CONSIGNE: Rédigez la suite de l'extrait sur les affrontements armés en Syrie au regard du droit international humanitaire, en reprenant après sa dernière phrase.
*** EXTRAIT CHOISI
II.- La nature des affrontements armés en Syrie au regard du droit international humanitaire

Par Sagi SINNO
I. Il serait important de noter que le deuxième protocole additionnel aux Conventions de Genève, relatif à la protection des victimes des conflits armés non internationaux, ajoute une exigence de territorialité comme critère du conflit armé interne. Aux termes de l’article 1.1 de ce protocole additionnel, il faut que les forces rebelles « exercent sur une partie (du) territoire un contrôle tel qu’il leur permette de mener des opérations militaires continues et concertées et d’appliquer le présent protocole ». Cette exigence est à modérer dans le cas syrien pour plusieurs raisons (voir L’Orient-Le Jour du samedi 25 février 2012).
Avant tout, la Syrie n’a pas ratifié le deuxième protocole additionnel aux Conventions de Genève. Ensuite, le deuxième protocole additionnel est difficilement applicable en tant que droit coutumier parce que sa valeur coutumière est encore contestée. De plus, cette exigence du contrôle territorial a été abandonnée ultérieurement tant par la jurisprudence internationale(1) que par le statut de Rome de la Cour pénale internationale (article 8, 2,
e-f) (2). De toute façon, et pour éliminer le moindre doute, il serait intéressant de remarquer que même dans l’hypothèse où ce critère de la territorialité de l’insurrection s’appliquait au cas syrien, ses éléments seraient bien réunis. En effet, les combattants de l’Armée syrienne libre contrôlent effectivement certains quartiers dans certaines grandes villes (Baba Amro à Homs, certains quartiers de Hama), et ce contrôle s’étend progressivement à d’autres villes, comme par exemple tout récemment à certains quartiers dans des villes proches de la capitale même (région de Rif Dimachk).
******
*** DONNÉES ENREGISTRÉES
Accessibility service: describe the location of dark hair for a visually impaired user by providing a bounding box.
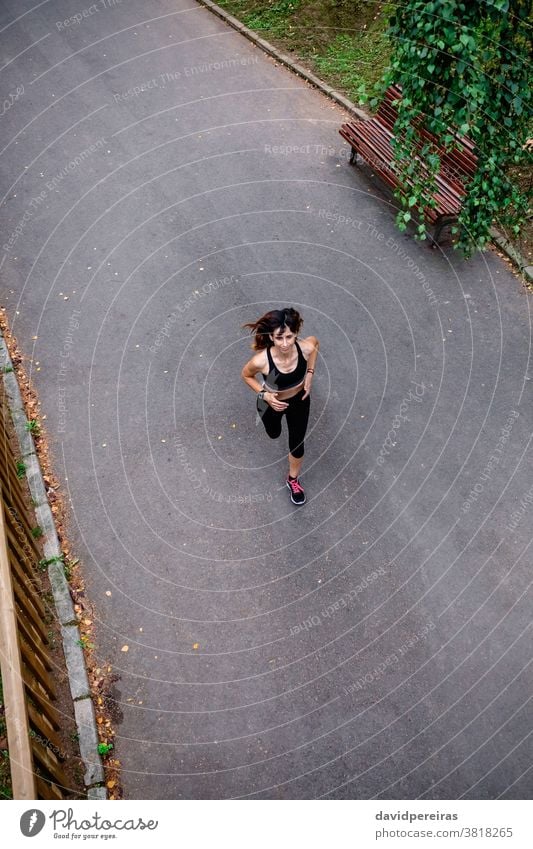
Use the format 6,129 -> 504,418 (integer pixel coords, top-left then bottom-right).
242,307 -> 304,351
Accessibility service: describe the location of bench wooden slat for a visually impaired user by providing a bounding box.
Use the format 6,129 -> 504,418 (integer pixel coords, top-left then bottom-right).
339,86 -> 477,242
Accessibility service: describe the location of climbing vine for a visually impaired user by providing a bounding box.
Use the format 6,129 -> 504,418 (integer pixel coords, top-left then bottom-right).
374,0 -> 532,255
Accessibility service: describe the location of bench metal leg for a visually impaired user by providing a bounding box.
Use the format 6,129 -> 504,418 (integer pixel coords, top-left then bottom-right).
431,215 -> 456,248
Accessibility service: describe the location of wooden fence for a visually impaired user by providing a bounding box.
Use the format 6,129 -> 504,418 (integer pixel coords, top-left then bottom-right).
0,378 -> 70,799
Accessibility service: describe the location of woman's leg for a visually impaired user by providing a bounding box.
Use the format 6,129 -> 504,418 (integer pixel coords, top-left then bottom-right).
256,400 -> 283,439
285,390 -> 311,478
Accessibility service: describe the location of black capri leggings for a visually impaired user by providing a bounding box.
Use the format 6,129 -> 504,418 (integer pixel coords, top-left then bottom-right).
256,389 -> 311,459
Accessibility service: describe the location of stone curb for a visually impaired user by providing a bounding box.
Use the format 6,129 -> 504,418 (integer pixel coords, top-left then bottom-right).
0,333 -> 107,799
196,0 -> 533,283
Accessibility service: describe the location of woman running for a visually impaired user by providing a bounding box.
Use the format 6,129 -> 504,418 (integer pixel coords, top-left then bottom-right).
241,307 -> 320,504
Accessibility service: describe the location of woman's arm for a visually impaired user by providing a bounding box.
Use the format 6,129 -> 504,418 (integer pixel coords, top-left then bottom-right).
305,336 -> 320,371
241,354 -> 263,393
302,336 -> 320,401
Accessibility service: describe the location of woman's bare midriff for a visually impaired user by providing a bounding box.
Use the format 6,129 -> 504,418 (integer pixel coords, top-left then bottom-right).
261,342 -> 305,401
265,380 -> 304,401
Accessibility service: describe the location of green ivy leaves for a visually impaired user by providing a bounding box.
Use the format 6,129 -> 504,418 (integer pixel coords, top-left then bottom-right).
381,0 -> 533,256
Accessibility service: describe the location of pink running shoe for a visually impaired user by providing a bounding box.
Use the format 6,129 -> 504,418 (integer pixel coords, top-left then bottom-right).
287,475 -> 305,504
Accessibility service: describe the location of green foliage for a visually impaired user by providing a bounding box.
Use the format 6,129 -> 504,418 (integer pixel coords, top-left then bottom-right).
39,554 -> 65,571
382,0 -> 532,256
244,0 -> 300,35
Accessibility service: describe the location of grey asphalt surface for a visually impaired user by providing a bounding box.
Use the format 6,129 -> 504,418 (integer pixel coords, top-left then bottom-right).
0,0 -> 533,799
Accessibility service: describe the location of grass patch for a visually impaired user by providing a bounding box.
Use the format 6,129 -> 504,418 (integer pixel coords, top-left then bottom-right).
313,29 -> 389,100
214,0 -> 392,99
0,678 -> 13,800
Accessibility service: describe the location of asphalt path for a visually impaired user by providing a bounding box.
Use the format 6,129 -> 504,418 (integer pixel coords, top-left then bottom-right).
0,0 -> 533,799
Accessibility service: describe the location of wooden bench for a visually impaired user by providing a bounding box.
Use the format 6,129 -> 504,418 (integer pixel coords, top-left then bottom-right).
339,86 -> 477,244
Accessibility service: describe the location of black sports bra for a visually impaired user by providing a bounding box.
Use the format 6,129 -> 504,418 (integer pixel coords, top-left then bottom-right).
263,342 -> 307,392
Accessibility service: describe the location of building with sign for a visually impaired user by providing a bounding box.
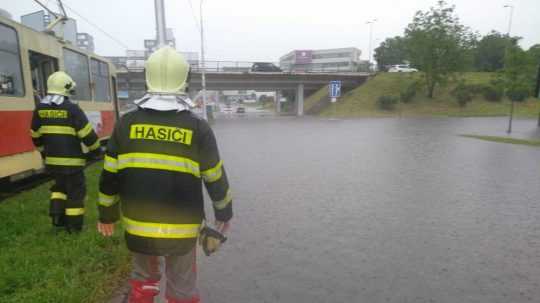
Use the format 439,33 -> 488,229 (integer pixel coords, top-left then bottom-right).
279,47 -> 362,72
77,33 -> 95,53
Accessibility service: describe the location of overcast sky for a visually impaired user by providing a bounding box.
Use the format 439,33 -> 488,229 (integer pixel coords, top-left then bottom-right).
0,0 -> 540,61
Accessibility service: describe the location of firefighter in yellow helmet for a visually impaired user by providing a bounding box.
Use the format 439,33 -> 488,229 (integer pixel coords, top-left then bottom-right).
98,47 -> 232,303
30,71 -> 100,232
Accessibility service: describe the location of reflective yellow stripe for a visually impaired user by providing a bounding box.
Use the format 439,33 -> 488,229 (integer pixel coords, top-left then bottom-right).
45,157 -> 86,166
99,192 -> 118,207
77,122 -> 94,139
51,192 -> 67,200
39,125 -> 76,136
88,140 -> 101,151
30,130 -> 41,139
103,155 -> 118,174
214,189 -> 232,210
122,217 -> 201,239
118,153 -> 200,177
201,161 -> 223,183
66,208 -> 84,216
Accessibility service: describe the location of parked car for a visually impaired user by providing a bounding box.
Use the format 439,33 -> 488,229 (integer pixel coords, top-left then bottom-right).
388,64 -> 418,73
251,62 -> 282,73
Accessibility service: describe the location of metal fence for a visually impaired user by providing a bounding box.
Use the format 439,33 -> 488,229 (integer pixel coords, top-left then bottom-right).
119,61 -> 368,73
191,61 -> 359,73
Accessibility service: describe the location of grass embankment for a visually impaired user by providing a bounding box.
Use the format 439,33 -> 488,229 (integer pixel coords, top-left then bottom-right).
304,85 -> 328,114
0,162 -> 130,303
322,73 -> 540,118
460,135 -> 540,147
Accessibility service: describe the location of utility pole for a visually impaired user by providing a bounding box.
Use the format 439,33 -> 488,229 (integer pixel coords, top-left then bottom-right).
366,19 -> 377,71
504,4 -> 514,134
199,0 -> 208,120
154,0 -> 167,47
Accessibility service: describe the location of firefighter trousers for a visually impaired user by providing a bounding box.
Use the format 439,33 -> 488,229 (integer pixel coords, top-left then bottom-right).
49,170 -> 86,231
130,247 -> 200,303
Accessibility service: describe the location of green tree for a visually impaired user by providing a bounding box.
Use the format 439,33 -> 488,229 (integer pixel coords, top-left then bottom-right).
374,36 -> 407,70
474,31 -> 519,72
527,44 -> 540,65
500,45 -> 537,101
405,0 -> 476,98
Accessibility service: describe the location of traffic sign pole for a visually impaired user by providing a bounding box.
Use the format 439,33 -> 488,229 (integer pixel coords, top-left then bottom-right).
328,81 -> 341,119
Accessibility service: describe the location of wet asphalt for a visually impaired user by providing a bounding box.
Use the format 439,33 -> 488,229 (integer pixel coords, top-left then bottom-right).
194,116 -> 540,303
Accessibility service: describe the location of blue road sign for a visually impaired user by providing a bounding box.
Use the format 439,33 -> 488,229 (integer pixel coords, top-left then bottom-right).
329,81 -> 341,98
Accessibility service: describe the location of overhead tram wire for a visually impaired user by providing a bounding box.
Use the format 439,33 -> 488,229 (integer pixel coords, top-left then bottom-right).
188,0 -> 201,32
60,1 -> 129,50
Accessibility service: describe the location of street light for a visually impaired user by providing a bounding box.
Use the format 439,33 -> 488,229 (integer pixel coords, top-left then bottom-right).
504,4 -> 514,134
199,0 -> 208,120
366,19 -> 377,71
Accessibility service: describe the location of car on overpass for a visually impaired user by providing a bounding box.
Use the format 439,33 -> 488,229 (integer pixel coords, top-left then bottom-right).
388,64 -> 418,73
251,62 -> 282,73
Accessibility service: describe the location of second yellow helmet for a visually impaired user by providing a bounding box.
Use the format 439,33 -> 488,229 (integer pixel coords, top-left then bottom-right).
145,46 -> 189,94
47,71 -> 77,96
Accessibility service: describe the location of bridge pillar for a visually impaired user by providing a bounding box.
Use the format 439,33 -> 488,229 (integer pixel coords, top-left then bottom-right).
274,90 -> 281,114
296,83 -> 304,116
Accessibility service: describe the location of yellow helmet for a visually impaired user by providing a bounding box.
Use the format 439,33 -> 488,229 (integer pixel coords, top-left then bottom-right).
47,71 -> 77,96
145,46 -> 189,94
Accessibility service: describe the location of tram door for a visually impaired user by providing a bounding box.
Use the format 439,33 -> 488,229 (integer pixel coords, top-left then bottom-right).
29,51 -> 58,103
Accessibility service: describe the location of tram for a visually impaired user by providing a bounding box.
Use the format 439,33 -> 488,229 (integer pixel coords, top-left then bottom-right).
0,16 -> 118,183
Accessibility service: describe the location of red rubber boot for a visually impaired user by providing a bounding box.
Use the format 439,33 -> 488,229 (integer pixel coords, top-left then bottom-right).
128,280 -> 159,303
167,296 -> 201,303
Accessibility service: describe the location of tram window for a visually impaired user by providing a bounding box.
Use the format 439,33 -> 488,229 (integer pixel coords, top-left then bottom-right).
64,48 -> 92,101
0,24 -> 24,96
91,59 -> 111,102
28,51 -> 58,97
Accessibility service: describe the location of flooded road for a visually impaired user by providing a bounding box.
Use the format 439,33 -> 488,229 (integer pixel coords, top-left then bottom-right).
199,118 -> 540,303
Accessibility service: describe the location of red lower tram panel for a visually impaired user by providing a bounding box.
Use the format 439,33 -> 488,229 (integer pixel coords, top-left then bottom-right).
0,111 -> 115,157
******
RÉSULTAT DE L'EXERCICE:
En somme, il serait exact d’affirmer, qu’au regard du DIH, les éléments tangibles d’un conflit interne sont manifestement réunis dans le cas de la Syrie. Reste peut- être la volonté politique de reconnaître une telle qualification, vu les répercussions juridiques qu’elle peut avoir.

II. La nécessité de l’application des règles minimales du droit international humanitaire
Du moment où des affrontements insurrectionnels sont qualifiés de conflit armé interne, le DIH est applicable dans ses règles minimales, c’est-à-dire celles qui garantissent un minimum de protection humanitaire aux personnes concernées. De manière principale, c’est l’article 3 commun aux quatre conventions de Genève du 12 août 1949 qui définit ce minimum humanitaire.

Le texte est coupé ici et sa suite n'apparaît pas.